• **Treść zadania**
Przepisz tylko rekordy od wiersza zawierającego „Sports-analytics tagging: mark the gray” aż do końca rekordów, z obydwoma krańcami i wraz z poleceniami. W odpowiedziach przesuń każdą współrzędną x i y punktów o 95.
━━━━━ Rekordy zbioru danych ━━━━━
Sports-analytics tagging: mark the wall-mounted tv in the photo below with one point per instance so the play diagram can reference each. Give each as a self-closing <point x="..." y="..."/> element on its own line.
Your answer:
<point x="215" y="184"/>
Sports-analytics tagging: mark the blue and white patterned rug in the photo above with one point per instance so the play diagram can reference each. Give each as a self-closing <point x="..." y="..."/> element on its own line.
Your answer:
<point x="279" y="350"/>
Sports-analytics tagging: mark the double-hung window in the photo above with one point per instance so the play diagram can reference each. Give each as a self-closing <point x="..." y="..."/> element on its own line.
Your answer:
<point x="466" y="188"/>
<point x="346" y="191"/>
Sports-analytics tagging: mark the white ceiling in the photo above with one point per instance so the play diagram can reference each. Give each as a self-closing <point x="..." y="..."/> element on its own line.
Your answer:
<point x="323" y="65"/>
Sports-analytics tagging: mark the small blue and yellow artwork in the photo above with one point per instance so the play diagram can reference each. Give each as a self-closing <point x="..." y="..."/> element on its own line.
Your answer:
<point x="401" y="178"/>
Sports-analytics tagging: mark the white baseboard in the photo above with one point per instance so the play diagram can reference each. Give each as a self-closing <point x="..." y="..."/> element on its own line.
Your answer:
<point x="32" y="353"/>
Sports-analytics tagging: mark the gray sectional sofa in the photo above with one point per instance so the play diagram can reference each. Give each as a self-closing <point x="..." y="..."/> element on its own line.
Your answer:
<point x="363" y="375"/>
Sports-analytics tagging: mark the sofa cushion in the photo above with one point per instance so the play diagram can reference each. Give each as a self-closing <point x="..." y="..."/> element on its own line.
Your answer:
━━━━━
• **Wykonane zadanie**
Sports-analytics tagging: mark the gray sectional sofa in the photo above with one point per instance so the play diagram can reference each. Give each as a self-closing <point x="..." y="..."/> element on its own line.
Your answer:
<point x="458" y="470"/>
Sports-analytics tagging: mark the sofa cushion in the photo above with one point per instance so the play diagram can reference each. Give each as a self-closing <point x="..." y="..."/> element on its own line.
Your answer:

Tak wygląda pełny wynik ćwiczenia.